* _WORK REQUIRED_
Reproduce the stretch of the material from its start through the line containing "[[149, 251], [223, 338]]", keeping the requests but leaving out the pictures. Shift every point coordinate in the answers by adding 31 to it.

* _DATA EXTRACT_
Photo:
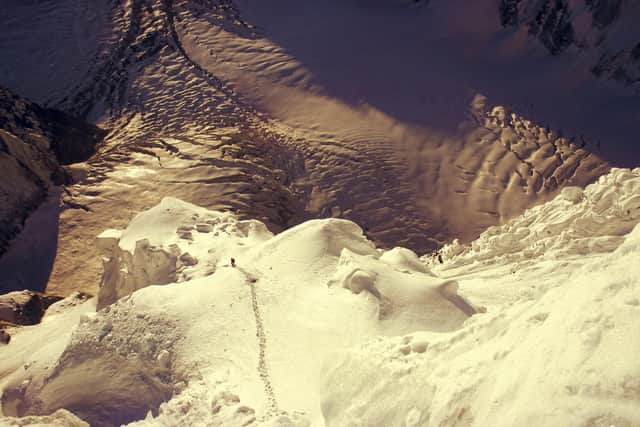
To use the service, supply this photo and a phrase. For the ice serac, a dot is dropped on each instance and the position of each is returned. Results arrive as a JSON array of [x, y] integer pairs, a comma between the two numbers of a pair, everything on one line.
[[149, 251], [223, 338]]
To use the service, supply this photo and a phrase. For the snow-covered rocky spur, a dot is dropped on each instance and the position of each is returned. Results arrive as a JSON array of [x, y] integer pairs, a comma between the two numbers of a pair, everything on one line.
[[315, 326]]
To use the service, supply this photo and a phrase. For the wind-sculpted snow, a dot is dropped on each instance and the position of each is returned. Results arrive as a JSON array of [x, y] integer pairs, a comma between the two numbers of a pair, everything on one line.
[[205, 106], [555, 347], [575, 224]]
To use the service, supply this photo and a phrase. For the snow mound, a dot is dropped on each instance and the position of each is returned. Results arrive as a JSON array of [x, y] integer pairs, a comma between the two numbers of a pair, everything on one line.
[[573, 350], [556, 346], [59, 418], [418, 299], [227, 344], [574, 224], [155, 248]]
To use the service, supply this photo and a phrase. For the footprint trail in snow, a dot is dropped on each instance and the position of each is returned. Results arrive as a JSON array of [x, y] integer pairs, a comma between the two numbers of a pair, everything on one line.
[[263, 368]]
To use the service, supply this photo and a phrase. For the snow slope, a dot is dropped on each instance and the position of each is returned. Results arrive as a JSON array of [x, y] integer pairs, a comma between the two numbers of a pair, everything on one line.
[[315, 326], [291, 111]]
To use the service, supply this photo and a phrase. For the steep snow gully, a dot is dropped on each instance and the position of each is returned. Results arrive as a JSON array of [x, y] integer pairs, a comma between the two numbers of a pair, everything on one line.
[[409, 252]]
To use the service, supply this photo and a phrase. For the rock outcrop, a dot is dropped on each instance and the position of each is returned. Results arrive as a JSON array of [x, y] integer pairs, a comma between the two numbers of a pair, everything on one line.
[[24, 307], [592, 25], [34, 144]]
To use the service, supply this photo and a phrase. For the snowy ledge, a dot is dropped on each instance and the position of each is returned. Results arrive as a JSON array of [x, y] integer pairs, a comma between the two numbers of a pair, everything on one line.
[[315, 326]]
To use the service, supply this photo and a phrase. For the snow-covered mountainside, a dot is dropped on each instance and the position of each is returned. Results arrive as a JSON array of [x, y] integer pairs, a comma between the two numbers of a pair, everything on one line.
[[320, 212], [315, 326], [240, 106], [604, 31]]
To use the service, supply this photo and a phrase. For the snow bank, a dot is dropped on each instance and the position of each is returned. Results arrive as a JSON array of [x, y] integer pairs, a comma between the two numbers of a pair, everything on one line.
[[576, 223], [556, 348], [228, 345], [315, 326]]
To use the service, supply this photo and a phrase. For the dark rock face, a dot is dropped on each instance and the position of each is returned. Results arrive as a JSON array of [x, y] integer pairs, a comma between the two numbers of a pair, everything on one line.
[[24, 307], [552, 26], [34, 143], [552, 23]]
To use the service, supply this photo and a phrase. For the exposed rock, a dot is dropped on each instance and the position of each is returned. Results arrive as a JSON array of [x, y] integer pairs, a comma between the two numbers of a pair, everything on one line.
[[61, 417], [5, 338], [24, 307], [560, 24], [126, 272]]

* _WRITTEN ANSWER_
Photo:
To use the service, supply this photo and a phrase. For the ice serac, a dot is dropped on each instance and the position of each is returned. Results arrive as a JSON array of [x, y] integer pairs, a comma between the two numbers of a pair, everything on one line.
[[180, 282], [254, 369]]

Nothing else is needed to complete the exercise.